Copy out each item below line for line, changing nothing.

-- BEGIN LISTED ENTRIES --

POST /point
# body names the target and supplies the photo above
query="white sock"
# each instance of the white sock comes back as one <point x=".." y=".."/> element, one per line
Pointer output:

-- END LISTED ENTRIES --

## RESPONSE TO THIS TASK
POST /point
# body names the target and supplies the photo above
query="white sock"
# each instance of the white sock comes back as one <point x=".." y=".."/> element, one per line
Pointer output:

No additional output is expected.